_What you should do_:
Show every line of the entries that contains the word "Provide", treating uppercase and lowercase as different.

Outline entries for images:

╔══

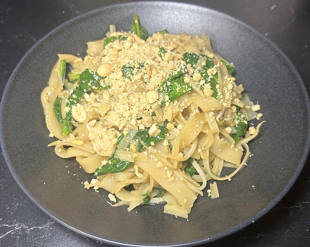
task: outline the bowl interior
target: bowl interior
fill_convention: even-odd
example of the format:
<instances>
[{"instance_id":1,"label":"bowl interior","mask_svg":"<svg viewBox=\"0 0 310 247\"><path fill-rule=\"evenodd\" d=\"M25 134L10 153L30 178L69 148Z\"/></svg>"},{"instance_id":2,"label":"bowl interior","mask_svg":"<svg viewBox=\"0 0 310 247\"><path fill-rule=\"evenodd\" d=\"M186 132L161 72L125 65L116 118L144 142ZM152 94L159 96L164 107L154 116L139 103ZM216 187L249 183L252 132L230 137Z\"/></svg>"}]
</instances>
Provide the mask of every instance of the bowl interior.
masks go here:
<instances>
[{"instance_id":1,"label":"bowl interior","mask_svg":"<svg viewBox=\"0 0 310 247\"><path fill-rule=\"evenodd\" d=\"M56 155L48 137L40 94L58 53L85 54L88 41L109 25L128 30L137 13L149 34L205 32L215 50L235 66L237 84L258 101L266 120L249 144L253 156L230 182L219 182L219 198L195 202L188 221L163 212L164 205L128 212L113 207L108 193L83 188L93 177L73 159ZM1 102L1 144L15 178L44 211L78 232L112 244L171 245L211 241L266 212L299 174L308 150L309 100L300 77L281 52L236 19L197 6L136 2L108 6L66 23L39 41L19 64ZM257 123L255 123L257 124ZM226 171L229 171L228 169ZM252 185L255 186L255 189Z\"/></svg>"}]
</instances>

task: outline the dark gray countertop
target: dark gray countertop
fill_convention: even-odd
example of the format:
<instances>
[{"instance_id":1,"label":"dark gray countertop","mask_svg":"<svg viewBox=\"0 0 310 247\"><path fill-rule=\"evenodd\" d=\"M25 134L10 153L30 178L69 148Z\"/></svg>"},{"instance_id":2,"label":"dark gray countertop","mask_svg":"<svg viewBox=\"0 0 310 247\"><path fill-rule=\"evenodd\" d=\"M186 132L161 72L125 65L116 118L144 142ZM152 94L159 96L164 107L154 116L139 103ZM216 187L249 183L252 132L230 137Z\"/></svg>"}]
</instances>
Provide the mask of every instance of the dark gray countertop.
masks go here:
<instances>
[{"instance_id":1,"label":"dark gray countertop","mask_svg":"<svg viewBox=\"0 0 310 247\"><path fill-rule=\"evenodd\" d=\"M85 12L108 4L129 1L2 0L0 1L1 95L18 62L43 36L66 21ZM301 76L309 94L310 1L193 0L179 2L190 2L224 12L264 34L291 60ZM271 87L272 82L270 82ZM12 126L13 127L14 124ZM243 230L207 245L309 246L309 163L308 159L292 189L269 212ZM97 246L104 245L76 234L41 211L16 183L2 154L0 156L0 246Z\"/></svg>"}]
</instances>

╚══

_Written response_:
Provide the mask of every instance of the bowl interior.
Provide the mask of every instance of the dark gray countertop.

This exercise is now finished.